▶ _Selected excerpt_:
★ ★ ★ ★ ★ ★ ★

It has been that if the aerosol-generating material is too thick, then heating efficiency is compromised. This adversely affects the power consumption in use. Conversely, if the aerosol-generating material, it is difficult to manufacture and handle; a very thin material is harder to cast and may be fragile, compromising aerosol formation in use.

The thickness stipulated herein is a mean thickness for the material. In some cases, the aerosol generating material thickness may vary by no more than 25%, 20%, 15%, 10%, 5% or 1%.

In some examples, the aerosol generating material in sheet form may have a tensile strength of from around 200 N/m to around 900 N/m. In some examples, such as where the aerosol generating material does not comprise a filler, the aerosol generating material may have a tensile strength of from 200 N/m to 400 N/m, or 200 N/m to 300 N/m, or about 250 N/m.

Such tensile strengths may be particularly suitable for embodiments wherein the aerosol generating material is formed as a sheet and then shredded and incorporated into an aerosol generating article. In some examples, such as where the aerosol generating material comprises a filler, the aerosol generating material may have a tensile strength of from 600 N/m to 900 N/m, or from 700 N/m to 900 N/m, or around 800 N/m. Such tensile strengths may be particularly suitable for embodiments wherein the aerosol generating material is included in an aerosol generating article/assembly as a rolled sheet, suitably in the form of a tube.

In some examples, the aerosol generating material in sheet form may have a tensile strength of from around 200 N/m to around 2600 N/m. In some examples, the aerosol generating material may have a tensile strength of from 600 N/m to 2000 N/m, or from 700 N/m to 1500 N/m, or around 1000 N/m. Such tensile strengths may be particularly suitable for embodiments wherein the aerosolgenerating material comprising the aerosol generating material is formed and incorporated into an aerosol-generating consumable as a sheet.

★ ★ ★ ★ ★ ★ ★

Please answer from the excerpt on aerosol-generating material: what single approximate tensile strength does it give for material that comprises a filler?

▶ _Dataset section_:
★ ★ ★ ★ ★ ★ ★

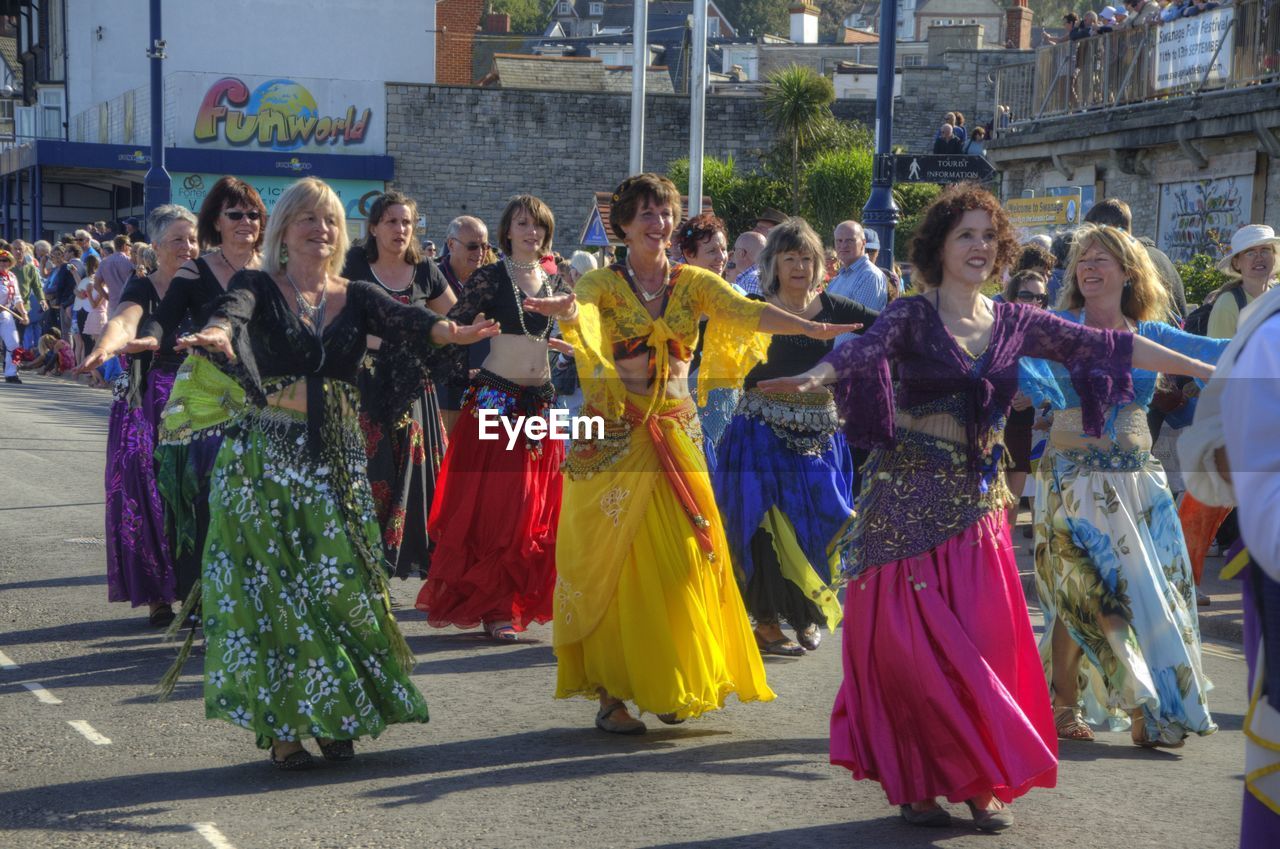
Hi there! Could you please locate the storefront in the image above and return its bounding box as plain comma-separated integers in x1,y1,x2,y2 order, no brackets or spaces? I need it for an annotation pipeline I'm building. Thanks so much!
0,73,393,238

★ ★ ★ ★ ★ ★ ★

▶ _Written reply_: Around 800 N/m.